#### Stated task
Starting with the first of the rows below, copy them out word for word and stop after the line that contains "point(531, 477)". Please leave the pictures out of your copy.

#### Extracted material
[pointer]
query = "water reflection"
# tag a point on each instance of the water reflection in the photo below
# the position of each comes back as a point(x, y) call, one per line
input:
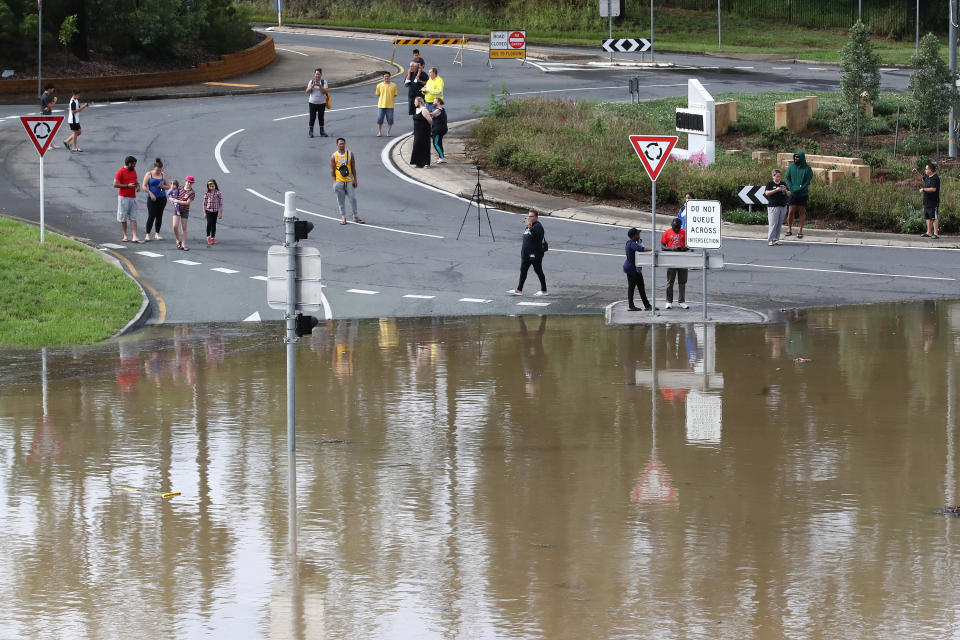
point(531, 477)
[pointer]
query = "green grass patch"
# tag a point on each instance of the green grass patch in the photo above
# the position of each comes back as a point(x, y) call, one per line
point(568, 23)
point(60, 292)
point(595, 158)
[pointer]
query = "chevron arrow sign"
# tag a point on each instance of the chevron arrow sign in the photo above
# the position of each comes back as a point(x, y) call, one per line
point(625, 45)
point(750, 194)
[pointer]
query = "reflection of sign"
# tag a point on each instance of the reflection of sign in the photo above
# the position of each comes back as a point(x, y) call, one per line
point(508, 44)
point(41, 130)
point(703, 224)
point(655, 485)
point(704, 418)
point(653, 152)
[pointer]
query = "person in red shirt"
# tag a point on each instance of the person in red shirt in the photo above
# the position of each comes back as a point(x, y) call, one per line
point(675, 239)
point(126, 181)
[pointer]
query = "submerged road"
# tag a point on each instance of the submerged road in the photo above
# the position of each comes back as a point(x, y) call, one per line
point(406, 260)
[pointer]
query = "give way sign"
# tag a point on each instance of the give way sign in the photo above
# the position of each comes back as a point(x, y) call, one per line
point(653, 152)
point(41, 130)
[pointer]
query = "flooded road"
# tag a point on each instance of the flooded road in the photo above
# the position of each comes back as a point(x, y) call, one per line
point(512, 478)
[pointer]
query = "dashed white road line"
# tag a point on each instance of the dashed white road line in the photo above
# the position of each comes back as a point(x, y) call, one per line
point(216, 151)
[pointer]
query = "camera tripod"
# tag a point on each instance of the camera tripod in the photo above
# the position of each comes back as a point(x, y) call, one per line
point(478, 198)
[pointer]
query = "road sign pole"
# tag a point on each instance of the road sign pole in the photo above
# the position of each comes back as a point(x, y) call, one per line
point(289, 218)
point(653, 242)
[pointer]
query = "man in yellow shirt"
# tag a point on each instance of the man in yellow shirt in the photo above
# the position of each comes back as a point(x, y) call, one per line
point(387, 92)
point(433, 89)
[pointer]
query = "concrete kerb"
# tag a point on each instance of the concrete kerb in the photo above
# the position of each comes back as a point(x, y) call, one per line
point(458, 176)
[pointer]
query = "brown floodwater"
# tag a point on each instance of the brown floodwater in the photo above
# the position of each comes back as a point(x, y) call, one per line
point(516, 478)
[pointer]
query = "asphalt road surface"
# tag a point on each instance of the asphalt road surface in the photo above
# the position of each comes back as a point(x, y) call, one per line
point(406, 260)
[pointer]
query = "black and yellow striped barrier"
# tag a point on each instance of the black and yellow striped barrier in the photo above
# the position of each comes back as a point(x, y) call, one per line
point(456, 42)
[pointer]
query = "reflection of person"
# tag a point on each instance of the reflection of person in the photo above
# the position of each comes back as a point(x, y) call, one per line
point(799, 176)
point(154, 184)
point(675, 239)
point(126, 181)
point(931, 200)
point(317, 102)
point(422, 121)
point(439, 128)
point(343, 170)
point(73, 119)
point(531, 254)
point(634, 275)
point(776, 193)
point(386, 96)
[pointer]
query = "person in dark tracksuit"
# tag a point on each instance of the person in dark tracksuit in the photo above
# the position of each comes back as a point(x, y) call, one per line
point(531, 254)
point(634, 275)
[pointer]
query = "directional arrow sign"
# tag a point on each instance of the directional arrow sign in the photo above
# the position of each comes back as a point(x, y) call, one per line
point(625, 45)
point(750, 194)
point(653, 152)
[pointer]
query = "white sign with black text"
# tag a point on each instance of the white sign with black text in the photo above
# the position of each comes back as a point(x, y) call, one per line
point(703, 224)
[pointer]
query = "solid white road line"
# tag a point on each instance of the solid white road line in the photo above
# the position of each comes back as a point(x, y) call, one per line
point(216, 151)
point(840, 271)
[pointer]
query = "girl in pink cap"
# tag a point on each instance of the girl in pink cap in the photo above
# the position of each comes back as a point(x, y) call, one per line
point(183, 200)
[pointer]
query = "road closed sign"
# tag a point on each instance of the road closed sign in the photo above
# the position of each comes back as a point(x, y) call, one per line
point(703, 224)
point(508, 44)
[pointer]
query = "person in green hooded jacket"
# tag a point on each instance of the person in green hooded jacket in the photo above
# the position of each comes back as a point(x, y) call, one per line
point(799, 176)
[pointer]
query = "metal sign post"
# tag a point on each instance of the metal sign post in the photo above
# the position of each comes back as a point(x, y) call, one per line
point(41, 130)
point(653, 152)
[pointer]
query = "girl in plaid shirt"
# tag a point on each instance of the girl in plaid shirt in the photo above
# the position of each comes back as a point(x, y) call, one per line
point(212, 209)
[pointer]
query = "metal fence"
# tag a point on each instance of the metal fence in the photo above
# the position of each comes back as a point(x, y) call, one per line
point(891, 18)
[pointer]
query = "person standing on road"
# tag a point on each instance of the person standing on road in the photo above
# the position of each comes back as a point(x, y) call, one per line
point(212, 210)
point(634, 275)
point(776, 194)
point(185, 196)
point(343, 170)
point(47, 100)
point(931, 200)
point(422, 121)
point(126, 181)
point(675, 239)
point(433, 89)
point(799, 177)
point(439, 128)
point(416, 78)
point(73, 119)
point(317, 102)
point(155, 185)
point(386, 96)
point(531, 254)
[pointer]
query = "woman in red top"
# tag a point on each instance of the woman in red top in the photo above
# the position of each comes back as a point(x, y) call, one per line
point(675, 239)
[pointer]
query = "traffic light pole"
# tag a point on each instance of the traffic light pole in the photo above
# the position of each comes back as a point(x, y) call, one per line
point(289, 218)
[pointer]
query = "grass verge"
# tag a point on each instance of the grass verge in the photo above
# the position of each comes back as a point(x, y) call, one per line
point(520, 137)
point(674, 29)
point(58, 293)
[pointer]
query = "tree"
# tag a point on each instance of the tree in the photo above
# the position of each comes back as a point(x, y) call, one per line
point(932, 87)
point(859, 75)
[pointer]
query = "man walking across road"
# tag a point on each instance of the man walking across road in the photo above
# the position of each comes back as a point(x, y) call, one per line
point(675, 239)
point(433, 89)
point(126, 181)
point(799, 176)
point(776, 194)
point(343, 170)
point(531, 254)
point(931, 200)
point(386, 95)
point(317, 102)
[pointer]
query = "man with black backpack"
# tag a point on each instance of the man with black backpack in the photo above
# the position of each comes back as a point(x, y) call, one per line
point(531, 253)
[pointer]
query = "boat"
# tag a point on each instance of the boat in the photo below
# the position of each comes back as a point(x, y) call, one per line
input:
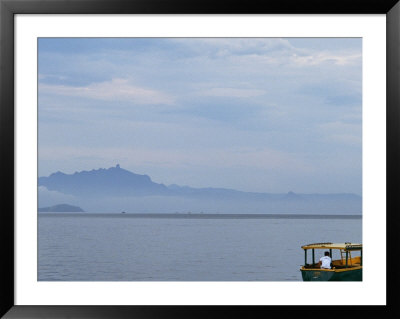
point(347, 268)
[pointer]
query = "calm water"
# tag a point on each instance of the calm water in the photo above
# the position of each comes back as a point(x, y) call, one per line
point(78, 247)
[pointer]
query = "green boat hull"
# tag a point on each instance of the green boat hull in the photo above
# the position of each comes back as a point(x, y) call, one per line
point(320, 275)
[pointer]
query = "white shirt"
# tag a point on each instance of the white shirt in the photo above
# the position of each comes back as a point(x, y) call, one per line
point(325, 262)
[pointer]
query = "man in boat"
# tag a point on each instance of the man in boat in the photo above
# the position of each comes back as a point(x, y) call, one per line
point(325, 261)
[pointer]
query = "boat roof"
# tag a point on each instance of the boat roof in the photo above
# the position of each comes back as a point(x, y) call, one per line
point(344, 246)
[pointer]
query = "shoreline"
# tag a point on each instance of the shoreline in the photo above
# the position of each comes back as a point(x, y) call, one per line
point(200, 215)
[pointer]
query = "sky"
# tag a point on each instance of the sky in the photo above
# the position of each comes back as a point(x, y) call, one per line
point(254, 114)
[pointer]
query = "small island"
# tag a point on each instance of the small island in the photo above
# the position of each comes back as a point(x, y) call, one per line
point(64, 208)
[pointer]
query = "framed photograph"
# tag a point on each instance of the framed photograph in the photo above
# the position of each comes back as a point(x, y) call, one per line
point(161, 154)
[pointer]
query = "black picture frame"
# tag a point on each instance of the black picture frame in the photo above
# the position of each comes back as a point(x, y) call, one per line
point(9, 8)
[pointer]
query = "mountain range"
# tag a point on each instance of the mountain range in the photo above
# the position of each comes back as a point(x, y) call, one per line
point(117, 188)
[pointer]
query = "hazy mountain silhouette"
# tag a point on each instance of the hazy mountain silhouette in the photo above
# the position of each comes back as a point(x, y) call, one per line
point(114, 181)
point(61, 208)
point(117, 189)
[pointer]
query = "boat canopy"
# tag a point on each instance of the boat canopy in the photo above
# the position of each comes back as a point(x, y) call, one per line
point(342, 246)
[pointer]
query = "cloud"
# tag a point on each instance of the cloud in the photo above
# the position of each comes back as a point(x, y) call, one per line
point(115, 90)
point(233, 92)
point(317, 58)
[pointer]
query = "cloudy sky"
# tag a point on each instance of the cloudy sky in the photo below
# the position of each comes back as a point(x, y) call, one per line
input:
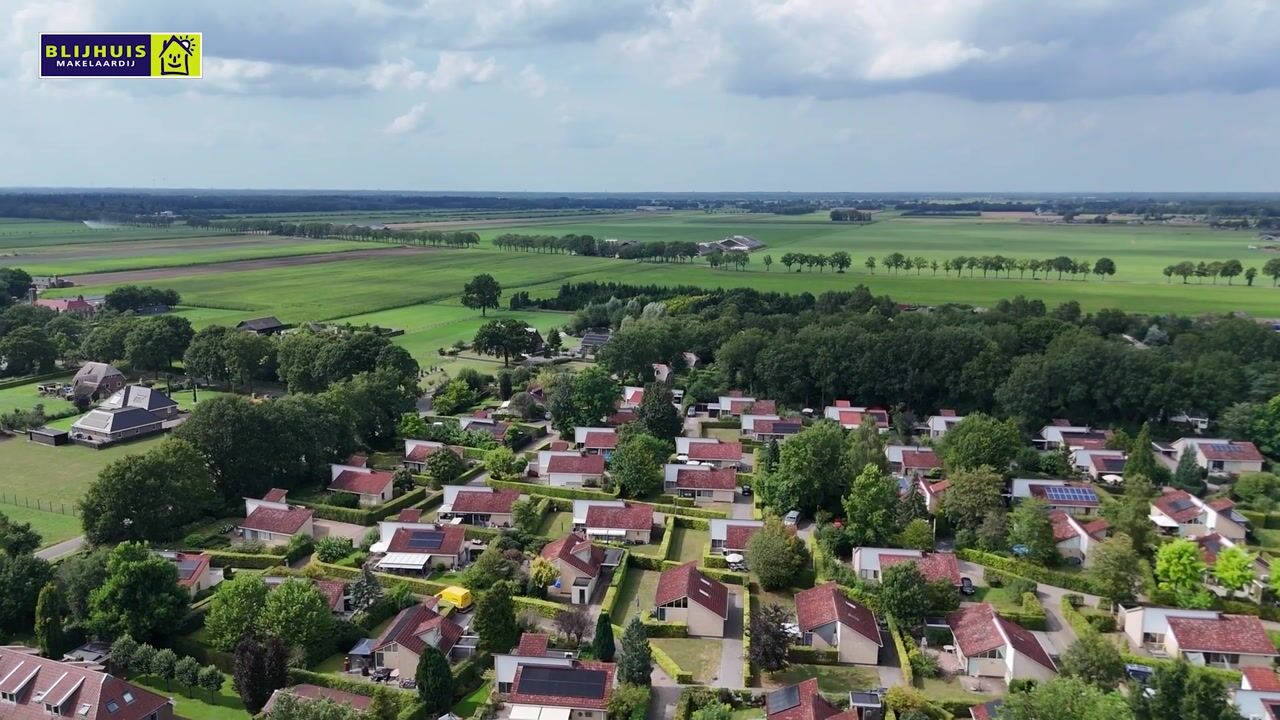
point(661, 95)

#### Written answer
[pointer]
query = "water reflection"
# tag a point on each instance of the water reflection in the photo below
# the position of each comes back as a point(x, y) call, one per line
input:
point(531, 477)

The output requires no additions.